*TASK DETAILS*. Can you update the records by reproducing the lines from the one that has "Batch job #214: For the image above, mark every dark" through the one that has "xmin=579 ymin=211 xmax=657 ymax=220", with "storm cloud" changed to "thundercloud" and everything else left as it is?

(Rows of box annotation data)

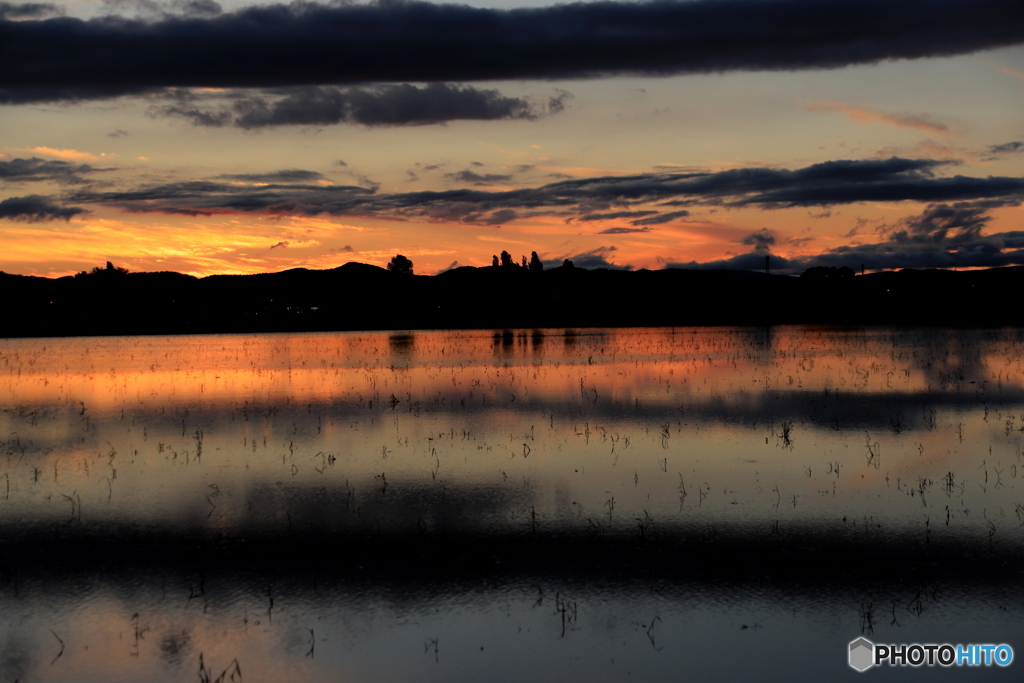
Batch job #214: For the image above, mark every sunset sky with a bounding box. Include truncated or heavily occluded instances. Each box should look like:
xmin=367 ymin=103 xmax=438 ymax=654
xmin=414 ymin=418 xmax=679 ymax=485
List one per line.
xmin=0 ymin=0 xmax=1024 ymax=276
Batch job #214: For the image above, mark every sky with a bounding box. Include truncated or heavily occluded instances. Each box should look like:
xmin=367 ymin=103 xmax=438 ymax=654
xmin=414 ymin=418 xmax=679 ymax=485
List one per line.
xmin=0 ymin=0 xmax=1024 ymax=278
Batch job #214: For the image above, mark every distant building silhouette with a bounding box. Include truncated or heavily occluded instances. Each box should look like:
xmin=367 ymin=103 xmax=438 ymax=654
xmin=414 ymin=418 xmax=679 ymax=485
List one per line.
xmin=387 ymin=254 xmax=415 ymax=275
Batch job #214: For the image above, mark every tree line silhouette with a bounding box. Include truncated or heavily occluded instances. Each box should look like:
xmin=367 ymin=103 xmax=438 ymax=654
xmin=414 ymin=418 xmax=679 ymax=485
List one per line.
xmin=0 ymin=260 xmax=1024 ymax=337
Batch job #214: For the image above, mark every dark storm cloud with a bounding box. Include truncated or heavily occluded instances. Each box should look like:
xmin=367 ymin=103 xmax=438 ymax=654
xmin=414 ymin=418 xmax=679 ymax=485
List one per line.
xmin=598 ymin=227 xmax=651 ymax=234
xmin=64 ymin=157 xmax=1024 ymax=220
xmin=0 ymin=2 xmax=65 ymax=19
xmin=444 ymin=169 xmax=512 ymax=185
xmin=742 ymin=228 xmax=775 ymax=254
xmin=630 ymin=211 xmax=690 ymax=225
xmin=0 ymin=0 xmax=1024 ymax=98
xmin=150 ymin=83 xmax=544 ymax=129
xmin=985 ymin=140 xmax=1024 ymax=161
xmin=0 ymin=85 xmax=164 ymax=104
xmin=0 ymin=157 xmax=113 ymax=184
xmin=542 ymin=246 xmax=633 ymax=270
xmin=658 ymin=251 xmax=782 ymax=274
xmin=662 ymin=201 xmax=1024 ymax=274
xmin=0 ymin=195 xmax=87 ymax=223
xmin=579 ymin=211 xmax=657 ymax=220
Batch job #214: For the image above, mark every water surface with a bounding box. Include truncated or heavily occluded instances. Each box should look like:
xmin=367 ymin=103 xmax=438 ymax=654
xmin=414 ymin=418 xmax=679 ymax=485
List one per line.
xmin=0 ymin=327 xmax=1024 ymax=681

*ANSWER TO THIS TASK*.
Batch job #214: For the image above, mark every dark thundercloud with a bounding box. Include truncated or heavily occluded instances. Each box should look like:
xmin=367 ymin=103 xmax=438 ymax=654
xmin=414 ymin=418 xmax=679 ymax=485
List one per line.
xmin=598 ymin=227 xmax=651 ymax=234
xmin=64 ymin=157 xmax=1024 ymax=220
xmin=0 ymin=2 xmax=65 ymax=19
xmin=444 ymin=169 xmax=512 ymax=185
xmin=742 ymin=228 xmax=775 ymax=254
xmin=630 ymin=211 xmax=690 ymax=225
xmin=0 ymin=0 xmax=1024 ymax=98
xmin=150 ymin=83 xmax=544 ymax=129
xmin=985 ymin=140 xmax=1024 ymax=161
xmin=0 ymin=85 xmax=164 ymax=104
xmin=0 ymin=157 xmax=113 ymax=184
xmin=542 ymin=246 xmax=633 ymax=270
xmin=658 ymin=251 xmax=782 ymax=274
xmin=662 ymin=201 xmax=1024 ymax=274
xmin=0 ymin=195 xmax=87 ymax=223
xmin=579 ymin=211 xmax=657 ymax=220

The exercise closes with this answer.